▸ Task prompt:
In the records below, find the line with "[tag] one dot per instance, sample [111,91]." and repeat it and every line after it, exactly, without any pictures.

▸ Material for the task:
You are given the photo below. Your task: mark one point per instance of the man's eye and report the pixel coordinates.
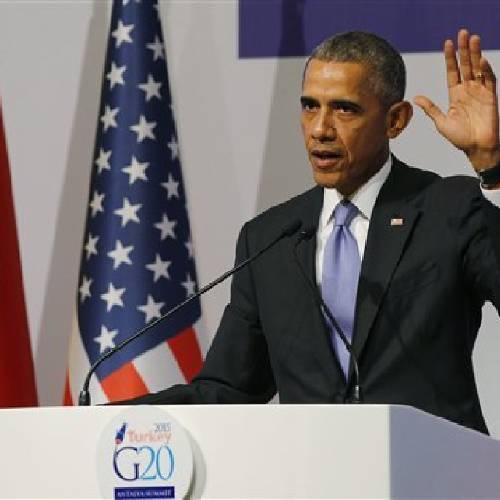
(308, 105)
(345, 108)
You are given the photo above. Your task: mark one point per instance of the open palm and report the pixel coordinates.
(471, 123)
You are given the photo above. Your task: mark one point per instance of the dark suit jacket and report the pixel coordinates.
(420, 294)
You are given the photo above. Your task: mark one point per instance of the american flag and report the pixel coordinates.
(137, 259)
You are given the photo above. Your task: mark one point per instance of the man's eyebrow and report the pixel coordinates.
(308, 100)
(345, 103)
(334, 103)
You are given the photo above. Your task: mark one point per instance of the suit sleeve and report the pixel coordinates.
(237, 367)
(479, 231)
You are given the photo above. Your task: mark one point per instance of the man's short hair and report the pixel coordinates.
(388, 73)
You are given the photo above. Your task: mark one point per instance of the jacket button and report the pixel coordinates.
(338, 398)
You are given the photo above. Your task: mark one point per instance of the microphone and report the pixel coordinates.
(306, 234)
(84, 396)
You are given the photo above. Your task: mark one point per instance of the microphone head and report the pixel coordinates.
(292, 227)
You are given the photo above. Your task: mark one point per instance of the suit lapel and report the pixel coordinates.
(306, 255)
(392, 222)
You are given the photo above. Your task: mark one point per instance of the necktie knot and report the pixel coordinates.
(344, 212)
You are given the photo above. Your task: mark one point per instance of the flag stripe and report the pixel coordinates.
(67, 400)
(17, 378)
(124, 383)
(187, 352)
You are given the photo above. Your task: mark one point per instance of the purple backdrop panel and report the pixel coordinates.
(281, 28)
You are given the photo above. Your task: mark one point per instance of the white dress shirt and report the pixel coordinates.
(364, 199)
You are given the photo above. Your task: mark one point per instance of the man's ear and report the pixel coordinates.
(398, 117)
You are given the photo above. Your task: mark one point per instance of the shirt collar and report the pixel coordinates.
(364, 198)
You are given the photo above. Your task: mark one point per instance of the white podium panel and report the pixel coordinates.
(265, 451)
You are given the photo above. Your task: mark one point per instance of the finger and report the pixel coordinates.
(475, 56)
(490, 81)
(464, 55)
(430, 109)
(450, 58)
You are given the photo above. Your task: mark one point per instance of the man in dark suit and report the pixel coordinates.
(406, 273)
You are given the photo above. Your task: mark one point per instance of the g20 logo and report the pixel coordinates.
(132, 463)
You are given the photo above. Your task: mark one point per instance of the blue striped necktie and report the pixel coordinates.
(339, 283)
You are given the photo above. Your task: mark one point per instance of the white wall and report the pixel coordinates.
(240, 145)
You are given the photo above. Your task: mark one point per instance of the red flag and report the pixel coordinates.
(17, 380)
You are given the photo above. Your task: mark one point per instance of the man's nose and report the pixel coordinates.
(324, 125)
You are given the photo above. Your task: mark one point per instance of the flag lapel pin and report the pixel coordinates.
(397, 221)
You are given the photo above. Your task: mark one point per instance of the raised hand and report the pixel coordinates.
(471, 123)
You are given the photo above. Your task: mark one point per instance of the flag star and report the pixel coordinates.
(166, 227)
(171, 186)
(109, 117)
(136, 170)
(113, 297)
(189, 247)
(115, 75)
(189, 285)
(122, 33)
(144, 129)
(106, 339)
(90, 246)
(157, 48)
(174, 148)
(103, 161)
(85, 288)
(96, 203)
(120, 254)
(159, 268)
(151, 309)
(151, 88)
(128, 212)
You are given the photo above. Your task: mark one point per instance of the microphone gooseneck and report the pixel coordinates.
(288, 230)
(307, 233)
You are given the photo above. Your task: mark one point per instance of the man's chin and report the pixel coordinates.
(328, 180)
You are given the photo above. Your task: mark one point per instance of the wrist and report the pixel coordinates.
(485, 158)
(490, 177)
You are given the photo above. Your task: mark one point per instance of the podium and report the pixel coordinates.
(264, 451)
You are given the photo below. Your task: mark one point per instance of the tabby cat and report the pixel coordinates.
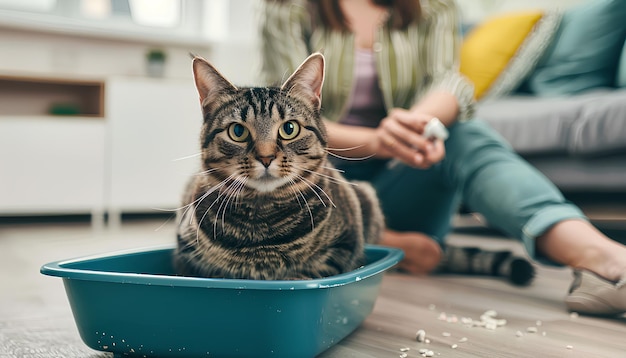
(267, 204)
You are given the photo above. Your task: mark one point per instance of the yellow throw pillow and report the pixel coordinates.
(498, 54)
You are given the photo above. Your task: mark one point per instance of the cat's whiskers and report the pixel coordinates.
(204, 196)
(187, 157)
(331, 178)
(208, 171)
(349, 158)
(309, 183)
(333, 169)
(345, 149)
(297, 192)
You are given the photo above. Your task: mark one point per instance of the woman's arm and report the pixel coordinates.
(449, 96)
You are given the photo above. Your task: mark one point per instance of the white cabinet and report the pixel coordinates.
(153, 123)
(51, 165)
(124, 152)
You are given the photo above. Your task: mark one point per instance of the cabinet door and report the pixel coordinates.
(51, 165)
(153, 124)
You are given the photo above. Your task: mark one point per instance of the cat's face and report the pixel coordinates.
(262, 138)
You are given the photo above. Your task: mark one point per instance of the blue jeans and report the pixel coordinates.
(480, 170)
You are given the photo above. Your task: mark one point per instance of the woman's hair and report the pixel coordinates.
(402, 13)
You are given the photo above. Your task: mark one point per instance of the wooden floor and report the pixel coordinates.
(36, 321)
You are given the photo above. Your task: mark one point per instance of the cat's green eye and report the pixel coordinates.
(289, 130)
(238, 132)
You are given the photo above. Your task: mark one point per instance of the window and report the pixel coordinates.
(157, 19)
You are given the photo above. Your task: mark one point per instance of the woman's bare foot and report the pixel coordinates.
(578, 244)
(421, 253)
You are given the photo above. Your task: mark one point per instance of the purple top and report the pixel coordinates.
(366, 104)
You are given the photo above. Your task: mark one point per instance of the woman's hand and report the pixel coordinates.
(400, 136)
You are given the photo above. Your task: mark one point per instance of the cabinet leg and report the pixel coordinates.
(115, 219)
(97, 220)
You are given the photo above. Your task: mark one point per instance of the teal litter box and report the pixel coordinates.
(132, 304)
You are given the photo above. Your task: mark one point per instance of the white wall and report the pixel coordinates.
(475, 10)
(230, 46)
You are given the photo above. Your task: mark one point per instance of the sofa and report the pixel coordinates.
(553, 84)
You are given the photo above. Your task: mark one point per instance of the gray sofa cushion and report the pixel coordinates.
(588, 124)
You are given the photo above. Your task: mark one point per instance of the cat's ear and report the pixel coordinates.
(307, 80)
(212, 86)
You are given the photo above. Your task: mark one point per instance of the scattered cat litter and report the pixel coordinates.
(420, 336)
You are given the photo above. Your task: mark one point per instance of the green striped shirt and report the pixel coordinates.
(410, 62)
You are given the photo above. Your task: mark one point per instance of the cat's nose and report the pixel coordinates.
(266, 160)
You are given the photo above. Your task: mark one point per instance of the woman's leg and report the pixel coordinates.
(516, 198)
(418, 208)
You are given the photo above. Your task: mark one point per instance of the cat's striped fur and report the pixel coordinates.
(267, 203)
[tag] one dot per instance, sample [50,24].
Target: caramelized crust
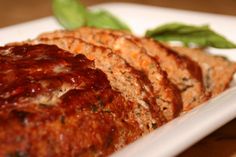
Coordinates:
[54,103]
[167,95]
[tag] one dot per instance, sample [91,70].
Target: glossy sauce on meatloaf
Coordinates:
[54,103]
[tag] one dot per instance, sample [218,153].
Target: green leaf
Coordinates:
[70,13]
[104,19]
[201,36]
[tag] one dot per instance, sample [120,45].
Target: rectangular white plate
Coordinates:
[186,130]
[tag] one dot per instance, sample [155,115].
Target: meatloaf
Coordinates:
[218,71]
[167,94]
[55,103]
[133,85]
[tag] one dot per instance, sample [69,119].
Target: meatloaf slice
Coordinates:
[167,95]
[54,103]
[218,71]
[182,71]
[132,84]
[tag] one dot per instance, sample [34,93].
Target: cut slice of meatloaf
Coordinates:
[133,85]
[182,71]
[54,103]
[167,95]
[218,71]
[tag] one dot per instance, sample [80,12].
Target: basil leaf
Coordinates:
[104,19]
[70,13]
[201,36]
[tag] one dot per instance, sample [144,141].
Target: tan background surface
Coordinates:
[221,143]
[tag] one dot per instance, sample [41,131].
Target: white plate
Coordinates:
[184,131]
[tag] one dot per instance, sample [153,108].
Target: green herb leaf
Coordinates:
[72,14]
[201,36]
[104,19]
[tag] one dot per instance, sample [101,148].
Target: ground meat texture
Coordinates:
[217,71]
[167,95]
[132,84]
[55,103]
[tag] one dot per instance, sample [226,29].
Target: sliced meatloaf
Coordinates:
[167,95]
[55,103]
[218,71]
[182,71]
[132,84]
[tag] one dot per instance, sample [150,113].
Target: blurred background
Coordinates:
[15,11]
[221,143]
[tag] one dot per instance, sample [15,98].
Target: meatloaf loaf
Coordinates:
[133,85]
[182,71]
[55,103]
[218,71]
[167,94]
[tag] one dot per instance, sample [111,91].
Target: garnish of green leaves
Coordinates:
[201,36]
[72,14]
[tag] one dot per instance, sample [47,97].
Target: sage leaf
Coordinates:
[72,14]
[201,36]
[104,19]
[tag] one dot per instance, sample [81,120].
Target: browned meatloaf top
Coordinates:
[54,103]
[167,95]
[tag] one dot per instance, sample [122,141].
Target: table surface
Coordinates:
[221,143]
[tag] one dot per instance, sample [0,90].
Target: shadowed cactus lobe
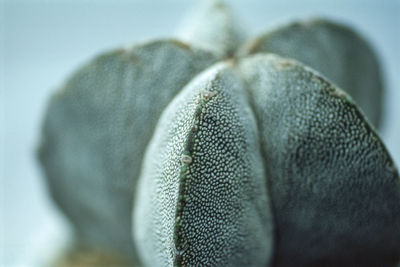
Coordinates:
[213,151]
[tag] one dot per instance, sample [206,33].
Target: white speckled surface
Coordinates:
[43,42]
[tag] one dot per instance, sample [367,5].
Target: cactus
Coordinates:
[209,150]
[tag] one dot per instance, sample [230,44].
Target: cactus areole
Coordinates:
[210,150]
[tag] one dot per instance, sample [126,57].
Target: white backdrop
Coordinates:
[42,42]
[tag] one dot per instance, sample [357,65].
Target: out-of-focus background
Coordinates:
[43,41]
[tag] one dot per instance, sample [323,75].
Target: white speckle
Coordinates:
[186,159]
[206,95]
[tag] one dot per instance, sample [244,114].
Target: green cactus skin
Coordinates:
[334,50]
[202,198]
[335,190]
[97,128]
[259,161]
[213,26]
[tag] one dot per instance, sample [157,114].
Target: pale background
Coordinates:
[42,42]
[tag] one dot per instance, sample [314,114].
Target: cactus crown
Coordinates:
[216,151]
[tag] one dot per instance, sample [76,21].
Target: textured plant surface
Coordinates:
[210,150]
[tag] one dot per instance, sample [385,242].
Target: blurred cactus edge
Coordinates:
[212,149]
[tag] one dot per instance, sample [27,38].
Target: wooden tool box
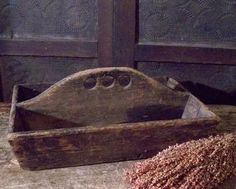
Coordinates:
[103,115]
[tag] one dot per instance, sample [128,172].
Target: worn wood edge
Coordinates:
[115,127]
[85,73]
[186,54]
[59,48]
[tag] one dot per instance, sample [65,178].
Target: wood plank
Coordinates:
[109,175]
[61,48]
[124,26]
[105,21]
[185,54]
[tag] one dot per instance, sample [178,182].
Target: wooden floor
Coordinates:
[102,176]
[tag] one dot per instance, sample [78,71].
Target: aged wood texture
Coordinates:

▸ Reply:
[tag] one dot per instance, sample [111,91].
Target: garnish of green leaves
Coordinates:
[201,36]
[72,14]
[tag] one dot per instance, sample [47,97].
Target: sage leaf
Coordinates:
[72,14]
[201,36]
[104,19]
[tag] one dot per instance, sample [81,120].
Target: browned meatloaf top
Coordinates:
[54,103]
[167,95]
[tag] one dot per instance, sample [122,141].
Target: table surface
Coordinates:
[221,143]
[tag] one dot per instance, sample [0,90].
Target: shadowed cactus lobe
Coordinates:
[213,151]
[tag] one dot per instance, sample [206,33].
Target: white speckled surface
Coordinates:
[43,42]
[tag] one dot per instance, sample [367,5].
Target: cactus
Coordinates:
[209,150]
[tag] one dot per instance, sample [230,44].
Target: cactus areole
Coordinates:
[210,150]
[tag] one dot per instance, sample [126,57].
Target: white backdrop
Coordinates:
[42,42]
[tag] one dot per instance, sample [357,65].
Target: out-of-focus background
Coordinates:
[43,41]
[tag] one dot per instance, sample [323,75].
Target: white speckle
Coordinates:
[186,159]
[206,95]
[tag] one dot per instance, sample [244,114].
Target: green cactus skin
Coordinates:
[334,50]
[202,198]
[335,190]
[97,128]
[259,161]
[213,26]
[tag] one dot per instance, sample [157,114].
Target: pale background
Coordinates:
[42,42]
[tag] one dot per instance, sample [314,114].
Target: cactus crown
Coordinates:
[216,151]
[tag] one dot per instance, sample [76,21].
Target: textured plant surface
Coordinates:
[210,150]
[tag] one dot per instance, sample [385,242].
Target: blurred cactus edge
Coordinates:
[212,149]
[tag] one dot per instance, sample [27,38].
Target: wooden tool box
Coordinates:
[103,115]
[tag] one dot per instance, sample [128,172].
Target: worn wood edge
Coordinates:
[115,127]
[85,73]
[186,54]
[59,48]
[tag] one dot per instance, sample [65,178].
Target: wood plank
Coordinates:
[109,175]
[61,48]
[124,26]
[105,21]
[185,54]
[tag] one dot per instance, sample [178,182].
Target: wooden floor
Coordinates:
[102,176]
[tag] one dot per instance, sample [78,71].
Target: aged wood texture
Coordinates:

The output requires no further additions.